* SET OF TASKS *
**1)** Answer these questions using the passage on measuring accelerator impact, one answer per line, marked like the questions:
(a) How does the passage define outputs?
(b) How many companies, accelerators, and countries did the research by Assenova and Amit cover?
(c) What two aspects of design determined whether the positive effect materialized?
**2)** Carry on the passage about measuring accelerator impact from the point where it stops.

* SELECTED PASSAGE *
------------------------------------------------------------

Funder reporting requirements create the first pressure. Most public and corporate funders of accelerator programmes require output reporting at the end of a grant cycle. Outputs are defined as countable things that happened during the funded period: number of founders supported, workshops delivered, investors introduced, capital facilitated. Outcomes, which require longitudinal tracking, are more expensive to collect and often extend beyond the funded period. The reporting framework rewards what is easy to count within the grant window.
Press and ecosystem visibility create the second pressure. Demo day events, cohort announcements, and funding milestone press releases are the primary mechanism through which an accelerator builds its brand with potential applicants and corporate sponsors. A programme whose press coverage is a company that raised EUR 3 million on demo day is more visible than one whose press coverage is a company that had EUR 500,000 in revenue eighteen months after graduation. The funding event is a story. The operational outcome is a data point.
Corporate and government sponsor relationships create the third pressure. Sponsors evaluate programmes partly on the quality of the companies they see at demo days, partly on whether the programme’s visible success supports their own communication goals, and partly on whether the reporting they receive looks like the reporting they are used to seeing from comparable programmes. A programme that reports activity metrics is easy to benchmark against other programmes. A programme that reports eighteen-month company survival rates is harder to benchmark, and harder to present to a communications team.
Research by Wharton professors Assenova and Amit, examining data from 8,580 companies across 408 accelerators in 176 countries, found that accelerated startups grew more on average than their peers, but that the extent of these benefits varied significantly depending on programme design. The research finding that gets quoted is the positive headline. The research finding that gets less attention is that programme design, specifically the depth versus breadth of knowledge transfer and the presence or absence of structured educational content, determined whether the positive effect materialised. Activity metrics do not capture programme design quality.
A three-level impact measurement framework
Genuine accelerator impact measurement requires tracking at three levels, each with different data collection requirements and time horizons.

------------------------------------------------------------

* STORED DATA *
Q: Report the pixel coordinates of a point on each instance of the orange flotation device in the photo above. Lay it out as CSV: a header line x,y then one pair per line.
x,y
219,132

------------------------------------------------------------

* EXERCISE RESPONSES *
**1)**
(a) Outputs are countable things that happened during the funded period, such as the number of founders supported, workshops delivered, investors introduced, and capital facilitated.
(b) 8,580 companies across 408 accelerators in 176 countries.
(c) The depth versus breadth of knowledge transfer, and the presence or absence of structured educational content.

**2)**
| Level | What It Measures | Specific Indicators | Collection Method | Time Horizon |
| Level 1: Founder development | Change in founder capability, network quality, and decision quality attributable to programme participation | Pre/post self-assessment on five founder competencies (sales, hiring, investor communication, product prioritisation, financial management); network density change measured by warm introductions made; decision quality measured by 90-day plan accuracy | Pre/post survey; structured 90-day review with each founder at programme end | 0 to 6 months post-programme |
| Level 2: Company outcomes | Operational metrics at 6, 12, and 24 months post-programme | Revenue or ARR at 6, 12, and 24 months post-graduation (not just at demo day); retention of at least one full-time employee at 12 months; survival rate at 24 months; comparison of post-programme growth rate against matched cohort of non-accelerated peers | Longitudinal alumni survey at 6, 12, and 24-month intervals; Companies House or equivalent registry checks for survival; voluntary metric disclosure by alumni | 6 to 24 months post-programme |
| Level 3: Ecosystem contribution | The programme’s contribution to the broader ecosystem, beyond the outcomes of individual companies | Follow-on funding from investors introduced through the programme (tracked separately from demo day capital); knowledge transfer to the mentor network (measured by mentor re-engagement rate and mentor-reported learning); alumni who become mentors or co-investors in subsequent cohorts; programme-attributable introductions that produced commercial outcomes | Annual alumni survey; mentor feedback survey; cap table review for programme-attributed investment | 12 months onwards, ongoing |
The most important single indicator in this framework, and the one most absent from current practice, is the company outcome rate at twenty-four months. Analysis of exit rates across more than 3,000 accelerator programmes found that smaller, more selective programmes often deliver stronger results than larger, better-known programmes, but that metrics such as founder satisfaction, valuation growth, and long-term outcomes would provide a more complete picture than exit rates alone. The exit rate is one outcome dimension. Revenue trajectory, survival, and team stability are equally important dimensions for programmes that are not primarily venture-focused.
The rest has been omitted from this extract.